**Object position labeling entries**
## BEGIN
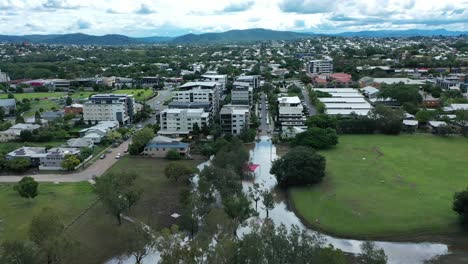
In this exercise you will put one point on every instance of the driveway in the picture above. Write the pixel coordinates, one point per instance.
(96, 169)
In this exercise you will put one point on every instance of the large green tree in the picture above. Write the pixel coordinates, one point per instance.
(117, 192)
(299, 166)
(27, 187)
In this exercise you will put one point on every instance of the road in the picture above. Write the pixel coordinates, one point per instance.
(305, 93)
(96, 169)
(263, 121)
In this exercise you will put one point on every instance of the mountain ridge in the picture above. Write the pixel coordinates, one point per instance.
(231, 36)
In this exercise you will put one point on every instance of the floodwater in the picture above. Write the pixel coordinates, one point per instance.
(263, 154)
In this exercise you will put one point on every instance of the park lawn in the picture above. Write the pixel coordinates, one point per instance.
(97, 230)
(21, 96)
(16, 213)
(139, 94)
(387, 186)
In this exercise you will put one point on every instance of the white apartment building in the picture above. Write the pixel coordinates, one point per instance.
(221, 79)
(177, 122)
(234, 118)
(242, 94)
(109, 107)
(200, 92)
(290, 112)
(253, 80)
(320, 66)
## END
**Requirement**
Rename "park lawn" to "grass field" in the lines from the line with "of the park" through the end of the records, leaving everything else unchanged. Return only those lines.

**Full answer**
In this exercise you will put one point on every instance of the grass field in the picture above. Write the pixel coordinates, one point per instance.
(97, 230)
(21, 96)
(16, 213)
(139, 94)
(387, 186)
In this exercise you will put one point on every instance of the white apartment building in the picture above. Write the pixel coordinates, one point per instance.
(221, 79)
(177, 122)
(234, 118)
(242, 94)
(109, 107)
(200, 92)
(290, 112)
(253, 80)
(320, 66)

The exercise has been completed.